§ **Text provided**:
★ ★ ★ ★

Distant Siblings Are Telling Me How to Care for Mom, yet I'm the Real Caregiver!
This is such a common complaint from caregiving children, that it was only a matter of time before I addressed the issue of distant siblings telling the caregiver how to care for the parent.
Here is the scenario.
The sibling who lives closest to the parent naturally becomes the one who takes on the role of errand runner, housekeeper, medication organizer, and the “everything-else-you-can-think-of-manager.” This child is often times caring for their own family on top of that. They may be managing two households, or their parent might be living with them.
Now enter the sibling who moved 1,000 miles away. This sibling loves mom also. This sibling notices that the caregiving sibling does things a little differently than they might. They speak their mind freely and resentment begins to set in for the caregiver.
When a distant sibling comes to town and sees how much mom has changed, they naturally go into somewhat of a panic. For some reason we think our parents will not age, and we are always taken aback at what we see (we age also, but we still see our 30-year-old self in the mirror). Then they start questioning care, medical decisions, and daily activities. Their lack of control often sparks some interesting behavior.

★ ★ ★ ★

§ **Dataset entries**:
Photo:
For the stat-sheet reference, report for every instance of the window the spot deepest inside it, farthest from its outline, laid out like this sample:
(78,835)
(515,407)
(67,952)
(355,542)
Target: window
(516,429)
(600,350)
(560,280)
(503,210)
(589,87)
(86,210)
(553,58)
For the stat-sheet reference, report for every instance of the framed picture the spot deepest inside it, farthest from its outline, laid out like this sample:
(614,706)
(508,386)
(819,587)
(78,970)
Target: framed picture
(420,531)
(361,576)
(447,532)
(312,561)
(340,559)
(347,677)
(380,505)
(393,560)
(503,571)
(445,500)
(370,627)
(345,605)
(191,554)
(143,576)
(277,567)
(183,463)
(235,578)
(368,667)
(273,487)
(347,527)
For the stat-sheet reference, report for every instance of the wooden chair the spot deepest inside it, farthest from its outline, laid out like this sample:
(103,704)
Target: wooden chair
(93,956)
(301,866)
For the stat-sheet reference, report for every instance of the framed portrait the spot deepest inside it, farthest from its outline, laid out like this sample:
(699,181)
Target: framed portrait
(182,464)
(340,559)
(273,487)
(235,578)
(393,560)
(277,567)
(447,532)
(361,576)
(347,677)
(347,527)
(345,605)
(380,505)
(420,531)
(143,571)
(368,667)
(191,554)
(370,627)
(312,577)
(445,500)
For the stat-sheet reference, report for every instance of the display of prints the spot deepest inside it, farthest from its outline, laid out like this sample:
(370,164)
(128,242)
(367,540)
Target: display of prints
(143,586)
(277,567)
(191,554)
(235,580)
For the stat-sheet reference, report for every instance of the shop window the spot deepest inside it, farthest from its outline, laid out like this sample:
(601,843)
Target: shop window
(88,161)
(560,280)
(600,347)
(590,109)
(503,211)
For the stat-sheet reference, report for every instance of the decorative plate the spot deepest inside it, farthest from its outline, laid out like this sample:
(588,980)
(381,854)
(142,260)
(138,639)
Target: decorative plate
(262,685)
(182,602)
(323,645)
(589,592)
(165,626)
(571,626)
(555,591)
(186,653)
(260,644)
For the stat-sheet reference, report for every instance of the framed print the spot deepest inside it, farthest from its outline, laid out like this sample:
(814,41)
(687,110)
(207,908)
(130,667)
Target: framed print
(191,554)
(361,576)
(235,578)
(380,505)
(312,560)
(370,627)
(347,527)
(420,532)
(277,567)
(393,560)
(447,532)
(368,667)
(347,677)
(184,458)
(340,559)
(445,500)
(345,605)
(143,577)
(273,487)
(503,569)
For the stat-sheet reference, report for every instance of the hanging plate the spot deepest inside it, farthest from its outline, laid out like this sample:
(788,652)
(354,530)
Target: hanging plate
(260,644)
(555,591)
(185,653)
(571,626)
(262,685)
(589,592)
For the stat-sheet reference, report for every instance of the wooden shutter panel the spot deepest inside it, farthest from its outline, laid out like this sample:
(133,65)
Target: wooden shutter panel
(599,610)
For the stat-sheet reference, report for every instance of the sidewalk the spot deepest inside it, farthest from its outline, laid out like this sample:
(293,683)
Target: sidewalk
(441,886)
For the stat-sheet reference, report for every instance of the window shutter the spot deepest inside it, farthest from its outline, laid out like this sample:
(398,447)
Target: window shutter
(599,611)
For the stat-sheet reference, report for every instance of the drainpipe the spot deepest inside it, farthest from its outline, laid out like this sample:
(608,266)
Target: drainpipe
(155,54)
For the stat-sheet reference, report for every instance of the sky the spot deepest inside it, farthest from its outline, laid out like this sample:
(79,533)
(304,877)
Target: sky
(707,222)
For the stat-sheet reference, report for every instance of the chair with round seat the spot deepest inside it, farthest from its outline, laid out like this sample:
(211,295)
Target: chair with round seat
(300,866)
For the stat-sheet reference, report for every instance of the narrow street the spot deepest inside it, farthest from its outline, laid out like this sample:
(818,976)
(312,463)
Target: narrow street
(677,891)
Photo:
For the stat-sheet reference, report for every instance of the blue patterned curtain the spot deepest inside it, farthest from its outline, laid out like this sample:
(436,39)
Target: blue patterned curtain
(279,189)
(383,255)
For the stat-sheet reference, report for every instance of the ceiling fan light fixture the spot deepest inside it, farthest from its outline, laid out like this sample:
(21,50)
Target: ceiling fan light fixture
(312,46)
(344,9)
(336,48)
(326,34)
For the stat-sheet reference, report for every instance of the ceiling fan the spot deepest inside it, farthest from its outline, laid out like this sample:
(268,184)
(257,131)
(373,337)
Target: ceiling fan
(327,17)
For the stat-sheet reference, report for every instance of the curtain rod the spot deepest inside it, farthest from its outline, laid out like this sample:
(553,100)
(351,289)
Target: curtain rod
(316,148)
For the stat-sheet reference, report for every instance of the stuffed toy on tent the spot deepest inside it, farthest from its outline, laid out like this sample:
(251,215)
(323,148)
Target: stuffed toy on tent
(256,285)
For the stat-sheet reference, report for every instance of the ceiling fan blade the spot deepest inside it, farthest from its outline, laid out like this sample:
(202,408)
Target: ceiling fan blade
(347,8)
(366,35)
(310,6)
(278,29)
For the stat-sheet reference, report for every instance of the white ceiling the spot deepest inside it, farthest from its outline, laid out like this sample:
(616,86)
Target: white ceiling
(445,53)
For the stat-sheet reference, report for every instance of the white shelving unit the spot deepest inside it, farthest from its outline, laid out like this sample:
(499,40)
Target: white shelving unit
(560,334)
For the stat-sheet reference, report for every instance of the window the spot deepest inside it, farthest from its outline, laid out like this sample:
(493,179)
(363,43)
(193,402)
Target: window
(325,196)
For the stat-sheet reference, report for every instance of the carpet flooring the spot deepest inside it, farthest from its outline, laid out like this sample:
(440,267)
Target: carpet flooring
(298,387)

★ ★ ★ ★

§ **Activity 1**:
Quote the passage of the article on distant siblings and caregiving from "The sibling who lives" up to and including "for the caregiver.".
§ **Activity 2**:
How far away does the article on distant siblings and caregiving say the sibling moved?

§ **Your response 1**:
The sibling who lives closest to the parent naturally becomes the one who takes on the role of errand runner, housekeeper, medication organizer, and the “everything-else-you-can-think-of-manager.” This child is often times caring for their own family on top of that. They may be managing two households, or their parent might be living with them.
Now enter the sibling who moved 1,000 miles away. This sibling loves mom also. This sibling notices that the caregiving sibling does things a little differently than they might. They speak their mind freely and resentment begins to set in for the caregiver.

§ **Your response 2**:
1,000 miles away.